Exercício: Reproduza na íntegra o texto sobre o descaso diante da pandemia no Brasil.

Texto de estudo:
* * *

Não existe no Brasil somente uma epidemia de negacionismo, no sentido de colocar em xeque qualquer medida mais racional e cientificamente embasada de enfrentamento da pandemia. Associada a essa doença que contamina o bom senso, há uma outra cujo principal sintoma é o descaso puro e simples, desvinculado de ideologia ou de alguma justificativa mais organizada. Nem mesmo a escalada assustadora das mortes no país, onde já virou rotina o registro diário em torno das 4 mil óbitos, consegue abalar a indiferença e promover alguma mudança de comportamento. A vida segue normal, sem percalços.
Esse tipo de atitude despreza a própria noção de vida em sociedade. E não se trata de ignorar uma parcela considerável da população que precisa sair de casa para garantir o sustento, gente que não tem a opção de trabalho remoto, em função da natureza da própria ocupação.

* * *

Registros de uma fonte de dados:
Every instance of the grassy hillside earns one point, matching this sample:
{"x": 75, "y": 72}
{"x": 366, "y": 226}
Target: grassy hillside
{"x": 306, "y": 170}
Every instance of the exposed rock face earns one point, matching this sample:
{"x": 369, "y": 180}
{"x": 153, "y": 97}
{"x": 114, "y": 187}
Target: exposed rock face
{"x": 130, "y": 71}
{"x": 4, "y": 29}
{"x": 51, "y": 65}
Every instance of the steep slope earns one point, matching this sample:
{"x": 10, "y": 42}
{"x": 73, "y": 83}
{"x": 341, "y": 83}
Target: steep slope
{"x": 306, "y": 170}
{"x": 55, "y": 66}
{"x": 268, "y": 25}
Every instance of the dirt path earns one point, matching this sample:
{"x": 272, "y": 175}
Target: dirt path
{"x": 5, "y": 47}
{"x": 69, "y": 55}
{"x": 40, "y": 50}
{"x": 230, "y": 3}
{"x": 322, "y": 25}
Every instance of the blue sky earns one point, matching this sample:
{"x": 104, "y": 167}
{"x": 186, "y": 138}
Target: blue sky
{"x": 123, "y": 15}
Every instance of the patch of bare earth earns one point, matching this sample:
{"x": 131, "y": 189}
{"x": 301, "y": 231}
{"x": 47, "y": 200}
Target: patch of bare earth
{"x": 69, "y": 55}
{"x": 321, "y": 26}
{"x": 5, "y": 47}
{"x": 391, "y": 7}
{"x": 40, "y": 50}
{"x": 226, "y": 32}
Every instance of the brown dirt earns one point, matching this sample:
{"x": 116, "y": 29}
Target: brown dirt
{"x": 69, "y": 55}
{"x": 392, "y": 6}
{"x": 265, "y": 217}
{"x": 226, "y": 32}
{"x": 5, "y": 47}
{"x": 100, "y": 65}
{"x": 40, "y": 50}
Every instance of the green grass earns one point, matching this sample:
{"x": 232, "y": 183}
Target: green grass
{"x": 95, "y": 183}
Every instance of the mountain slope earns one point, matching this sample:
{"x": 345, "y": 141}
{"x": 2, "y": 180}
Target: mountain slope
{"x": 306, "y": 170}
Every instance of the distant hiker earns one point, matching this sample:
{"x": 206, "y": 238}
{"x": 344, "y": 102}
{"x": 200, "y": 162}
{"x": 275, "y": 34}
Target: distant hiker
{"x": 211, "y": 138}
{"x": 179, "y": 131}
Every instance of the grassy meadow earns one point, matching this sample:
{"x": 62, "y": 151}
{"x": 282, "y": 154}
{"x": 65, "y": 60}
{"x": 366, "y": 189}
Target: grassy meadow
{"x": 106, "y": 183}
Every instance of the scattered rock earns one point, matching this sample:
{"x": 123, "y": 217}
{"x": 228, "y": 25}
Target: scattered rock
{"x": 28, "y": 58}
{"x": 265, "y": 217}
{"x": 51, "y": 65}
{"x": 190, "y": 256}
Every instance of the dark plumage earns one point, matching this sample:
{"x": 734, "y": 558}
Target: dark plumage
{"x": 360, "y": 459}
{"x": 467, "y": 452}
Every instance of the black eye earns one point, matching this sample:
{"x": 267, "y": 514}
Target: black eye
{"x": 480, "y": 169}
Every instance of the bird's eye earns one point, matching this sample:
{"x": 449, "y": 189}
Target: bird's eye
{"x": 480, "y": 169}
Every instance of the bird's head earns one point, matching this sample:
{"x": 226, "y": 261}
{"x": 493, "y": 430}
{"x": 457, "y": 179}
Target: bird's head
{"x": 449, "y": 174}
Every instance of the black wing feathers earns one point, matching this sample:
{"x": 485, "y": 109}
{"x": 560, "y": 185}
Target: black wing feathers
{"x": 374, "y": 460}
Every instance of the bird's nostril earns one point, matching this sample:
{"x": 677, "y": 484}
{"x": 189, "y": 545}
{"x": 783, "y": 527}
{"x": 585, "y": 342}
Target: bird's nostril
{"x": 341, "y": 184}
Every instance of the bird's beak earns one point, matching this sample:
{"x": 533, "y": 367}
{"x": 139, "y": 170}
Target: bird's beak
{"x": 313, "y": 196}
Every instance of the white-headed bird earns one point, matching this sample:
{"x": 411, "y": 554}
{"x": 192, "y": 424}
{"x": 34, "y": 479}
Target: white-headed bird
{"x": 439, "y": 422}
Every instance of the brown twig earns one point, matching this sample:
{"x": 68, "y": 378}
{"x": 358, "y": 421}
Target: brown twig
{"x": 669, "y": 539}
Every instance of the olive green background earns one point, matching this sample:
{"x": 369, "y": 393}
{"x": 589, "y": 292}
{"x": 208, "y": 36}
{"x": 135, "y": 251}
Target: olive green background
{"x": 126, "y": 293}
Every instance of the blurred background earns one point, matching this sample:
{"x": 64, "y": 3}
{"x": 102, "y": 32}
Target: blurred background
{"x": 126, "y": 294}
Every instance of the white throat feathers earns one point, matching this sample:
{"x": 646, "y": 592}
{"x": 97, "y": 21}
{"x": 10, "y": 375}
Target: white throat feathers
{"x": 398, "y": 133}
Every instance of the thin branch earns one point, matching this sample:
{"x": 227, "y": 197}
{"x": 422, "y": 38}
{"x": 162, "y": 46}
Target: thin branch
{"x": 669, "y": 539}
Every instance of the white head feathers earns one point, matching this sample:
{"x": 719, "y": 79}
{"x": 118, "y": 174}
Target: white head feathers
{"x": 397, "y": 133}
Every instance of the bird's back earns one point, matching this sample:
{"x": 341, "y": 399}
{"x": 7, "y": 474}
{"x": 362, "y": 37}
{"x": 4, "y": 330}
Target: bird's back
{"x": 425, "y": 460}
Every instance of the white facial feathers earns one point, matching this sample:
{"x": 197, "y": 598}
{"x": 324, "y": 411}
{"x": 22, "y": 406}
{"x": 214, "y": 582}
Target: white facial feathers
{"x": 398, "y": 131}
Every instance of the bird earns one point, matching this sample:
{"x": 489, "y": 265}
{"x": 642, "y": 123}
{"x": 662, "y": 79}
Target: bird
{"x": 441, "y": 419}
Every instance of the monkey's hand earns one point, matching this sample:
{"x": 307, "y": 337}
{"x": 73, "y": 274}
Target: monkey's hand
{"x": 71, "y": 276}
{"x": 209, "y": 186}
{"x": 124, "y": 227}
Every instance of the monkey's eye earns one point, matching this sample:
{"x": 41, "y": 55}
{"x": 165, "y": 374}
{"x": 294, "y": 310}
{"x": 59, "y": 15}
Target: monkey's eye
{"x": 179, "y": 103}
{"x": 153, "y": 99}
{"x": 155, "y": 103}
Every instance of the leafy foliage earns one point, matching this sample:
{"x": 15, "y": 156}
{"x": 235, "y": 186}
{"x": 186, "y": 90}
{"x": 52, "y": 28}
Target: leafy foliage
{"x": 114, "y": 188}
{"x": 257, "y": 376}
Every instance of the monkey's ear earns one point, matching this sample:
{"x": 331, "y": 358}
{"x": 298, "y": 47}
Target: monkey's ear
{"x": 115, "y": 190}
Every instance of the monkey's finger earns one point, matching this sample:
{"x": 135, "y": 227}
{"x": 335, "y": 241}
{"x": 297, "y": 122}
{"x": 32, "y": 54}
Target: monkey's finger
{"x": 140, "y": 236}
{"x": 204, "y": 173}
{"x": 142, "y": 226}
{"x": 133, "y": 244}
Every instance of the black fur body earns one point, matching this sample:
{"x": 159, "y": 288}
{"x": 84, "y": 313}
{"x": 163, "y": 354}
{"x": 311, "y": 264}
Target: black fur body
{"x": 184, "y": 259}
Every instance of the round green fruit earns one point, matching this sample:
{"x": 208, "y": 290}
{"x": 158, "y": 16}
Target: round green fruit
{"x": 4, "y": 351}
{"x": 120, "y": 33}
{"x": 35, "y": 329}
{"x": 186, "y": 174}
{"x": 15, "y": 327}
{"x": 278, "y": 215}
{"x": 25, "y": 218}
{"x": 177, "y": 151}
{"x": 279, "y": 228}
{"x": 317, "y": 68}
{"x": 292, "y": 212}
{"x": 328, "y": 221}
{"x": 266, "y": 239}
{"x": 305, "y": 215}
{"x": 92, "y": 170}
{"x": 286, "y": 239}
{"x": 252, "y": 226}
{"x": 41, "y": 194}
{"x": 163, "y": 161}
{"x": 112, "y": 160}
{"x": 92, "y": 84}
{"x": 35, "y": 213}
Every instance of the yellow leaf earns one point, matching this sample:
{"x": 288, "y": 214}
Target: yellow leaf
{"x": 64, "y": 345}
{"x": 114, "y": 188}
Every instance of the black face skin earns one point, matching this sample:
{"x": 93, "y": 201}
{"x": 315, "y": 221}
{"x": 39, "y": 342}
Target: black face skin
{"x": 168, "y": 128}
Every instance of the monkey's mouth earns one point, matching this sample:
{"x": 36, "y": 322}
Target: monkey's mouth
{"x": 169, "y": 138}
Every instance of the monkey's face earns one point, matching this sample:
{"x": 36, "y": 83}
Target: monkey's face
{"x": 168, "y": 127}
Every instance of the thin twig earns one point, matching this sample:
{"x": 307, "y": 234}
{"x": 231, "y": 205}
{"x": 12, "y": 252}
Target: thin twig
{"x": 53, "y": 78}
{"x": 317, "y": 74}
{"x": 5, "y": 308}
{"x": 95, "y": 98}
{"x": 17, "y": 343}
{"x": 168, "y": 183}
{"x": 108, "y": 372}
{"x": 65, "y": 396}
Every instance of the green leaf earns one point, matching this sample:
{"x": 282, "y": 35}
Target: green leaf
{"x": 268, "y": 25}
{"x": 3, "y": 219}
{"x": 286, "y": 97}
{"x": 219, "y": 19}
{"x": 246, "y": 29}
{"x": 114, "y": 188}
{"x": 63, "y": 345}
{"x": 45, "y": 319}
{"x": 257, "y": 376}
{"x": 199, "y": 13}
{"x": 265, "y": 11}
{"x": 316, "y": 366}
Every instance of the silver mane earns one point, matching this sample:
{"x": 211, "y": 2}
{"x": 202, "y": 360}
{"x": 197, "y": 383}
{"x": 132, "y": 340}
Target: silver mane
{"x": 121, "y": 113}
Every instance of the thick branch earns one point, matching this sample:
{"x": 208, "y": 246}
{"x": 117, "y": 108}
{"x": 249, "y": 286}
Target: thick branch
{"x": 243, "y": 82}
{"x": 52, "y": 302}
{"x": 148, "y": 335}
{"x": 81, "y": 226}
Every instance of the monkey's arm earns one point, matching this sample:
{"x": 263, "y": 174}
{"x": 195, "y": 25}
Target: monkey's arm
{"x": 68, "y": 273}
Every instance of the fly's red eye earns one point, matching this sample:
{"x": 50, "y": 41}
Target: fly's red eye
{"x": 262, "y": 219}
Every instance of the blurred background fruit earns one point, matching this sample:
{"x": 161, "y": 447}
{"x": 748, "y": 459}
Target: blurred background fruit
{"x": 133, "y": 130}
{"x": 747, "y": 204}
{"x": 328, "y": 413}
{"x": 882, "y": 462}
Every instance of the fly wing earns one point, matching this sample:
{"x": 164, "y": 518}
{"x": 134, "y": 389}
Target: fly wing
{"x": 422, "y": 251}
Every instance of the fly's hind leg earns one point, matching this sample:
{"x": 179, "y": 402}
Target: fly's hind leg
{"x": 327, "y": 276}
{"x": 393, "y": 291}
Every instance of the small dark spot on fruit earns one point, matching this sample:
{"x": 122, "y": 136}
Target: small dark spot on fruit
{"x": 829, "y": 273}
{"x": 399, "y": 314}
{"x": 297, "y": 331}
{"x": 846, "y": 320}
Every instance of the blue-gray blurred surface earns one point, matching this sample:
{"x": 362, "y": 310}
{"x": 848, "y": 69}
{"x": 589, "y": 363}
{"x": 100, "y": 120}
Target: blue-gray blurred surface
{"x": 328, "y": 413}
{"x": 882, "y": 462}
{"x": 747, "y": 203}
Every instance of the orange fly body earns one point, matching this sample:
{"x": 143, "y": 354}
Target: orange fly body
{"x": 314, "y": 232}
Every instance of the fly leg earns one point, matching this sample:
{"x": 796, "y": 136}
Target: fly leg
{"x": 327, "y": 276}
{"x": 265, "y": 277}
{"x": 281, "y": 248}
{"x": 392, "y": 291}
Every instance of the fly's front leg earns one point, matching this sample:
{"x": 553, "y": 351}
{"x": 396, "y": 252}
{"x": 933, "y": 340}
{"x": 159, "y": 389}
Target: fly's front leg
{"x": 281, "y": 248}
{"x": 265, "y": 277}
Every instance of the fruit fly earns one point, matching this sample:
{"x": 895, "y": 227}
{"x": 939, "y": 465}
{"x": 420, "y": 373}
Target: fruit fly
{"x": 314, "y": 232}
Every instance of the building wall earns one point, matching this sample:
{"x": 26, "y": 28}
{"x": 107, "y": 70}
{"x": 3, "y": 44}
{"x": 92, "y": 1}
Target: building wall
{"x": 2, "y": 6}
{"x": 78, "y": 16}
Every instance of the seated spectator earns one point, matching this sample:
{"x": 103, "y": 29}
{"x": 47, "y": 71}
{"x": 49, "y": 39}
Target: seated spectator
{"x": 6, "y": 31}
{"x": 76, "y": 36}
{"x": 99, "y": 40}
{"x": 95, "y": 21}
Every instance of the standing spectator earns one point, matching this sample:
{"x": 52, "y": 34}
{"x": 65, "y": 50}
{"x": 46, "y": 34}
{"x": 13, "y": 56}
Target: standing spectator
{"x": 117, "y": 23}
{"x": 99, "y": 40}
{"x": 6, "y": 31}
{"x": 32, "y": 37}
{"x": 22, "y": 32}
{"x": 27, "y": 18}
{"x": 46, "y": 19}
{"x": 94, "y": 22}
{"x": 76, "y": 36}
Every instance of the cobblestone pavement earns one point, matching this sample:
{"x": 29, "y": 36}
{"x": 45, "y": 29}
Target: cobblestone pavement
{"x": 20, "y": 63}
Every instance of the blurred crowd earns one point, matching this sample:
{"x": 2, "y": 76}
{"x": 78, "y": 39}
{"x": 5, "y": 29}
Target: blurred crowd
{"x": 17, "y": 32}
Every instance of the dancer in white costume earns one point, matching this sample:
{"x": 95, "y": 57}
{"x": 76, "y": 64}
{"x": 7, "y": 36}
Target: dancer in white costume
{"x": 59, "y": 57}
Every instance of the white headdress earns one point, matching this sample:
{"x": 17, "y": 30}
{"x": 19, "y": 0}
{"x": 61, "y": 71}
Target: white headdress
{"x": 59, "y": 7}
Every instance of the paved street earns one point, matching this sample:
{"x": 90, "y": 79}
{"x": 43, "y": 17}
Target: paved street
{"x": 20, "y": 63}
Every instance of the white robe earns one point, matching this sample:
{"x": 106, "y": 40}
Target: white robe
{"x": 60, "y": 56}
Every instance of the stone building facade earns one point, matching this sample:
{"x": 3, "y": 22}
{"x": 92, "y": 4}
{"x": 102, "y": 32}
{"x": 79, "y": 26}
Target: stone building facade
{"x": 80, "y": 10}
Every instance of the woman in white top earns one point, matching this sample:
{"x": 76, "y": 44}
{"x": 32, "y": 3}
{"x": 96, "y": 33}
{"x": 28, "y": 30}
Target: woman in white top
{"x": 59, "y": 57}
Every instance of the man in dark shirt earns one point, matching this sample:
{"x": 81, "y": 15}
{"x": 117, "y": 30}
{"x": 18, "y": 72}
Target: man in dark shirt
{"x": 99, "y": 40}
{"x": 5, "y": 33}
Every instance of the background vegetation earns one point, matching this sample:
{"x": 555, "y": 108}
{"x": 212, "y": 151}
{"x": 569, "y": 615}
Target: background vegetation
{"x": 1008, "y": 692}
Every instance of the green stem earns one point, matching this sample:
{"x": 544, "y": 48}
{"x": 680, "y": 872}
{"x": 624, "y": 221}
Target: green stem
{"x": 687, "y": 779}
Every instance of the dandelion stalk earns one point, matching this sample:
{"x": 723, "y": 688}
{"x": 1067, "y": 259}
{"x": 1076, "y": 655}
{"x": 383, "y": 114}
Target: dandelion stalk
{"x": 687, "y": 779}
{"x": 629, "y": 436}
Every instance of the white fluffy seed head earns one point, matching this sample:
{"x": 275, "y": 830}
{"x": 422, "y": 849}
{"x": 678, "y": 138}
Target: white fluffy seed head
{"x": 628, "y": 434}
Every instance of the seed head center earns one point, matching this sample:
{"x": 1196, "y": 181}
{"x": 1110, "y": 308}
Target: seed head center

* * *

Resposta:
Não existe no Brasil somente uma epidemia de negacionismo, no sentido de colocar em xeque qualquer medida mais racional e cientificamente embasada de enfrentamento da pandemia. Associada a essa doença que contamina o bom senso, há uma outra cujo principal sintoma é o descaso puro e simples, desvinculado de ideologia ou de alguma justificativa mais organizada. Nem mesmo a escalada assustadora das mortes no país, onde já virou rotina o registro diário em torno das 4 mil óbitos, consegue abalar a indiferença e promover alguma mudança de comportamento. A vida segue normal, sem percalços.
Esse tipo de atitude despreza a própria noção de vida em sociedade. E não se trata de ignorar uma parcela considerável da população que precisa sair de casa para garantir o sustento, gente que não tem a opção de trabalho remoto, em função da natureza da própria ocupação.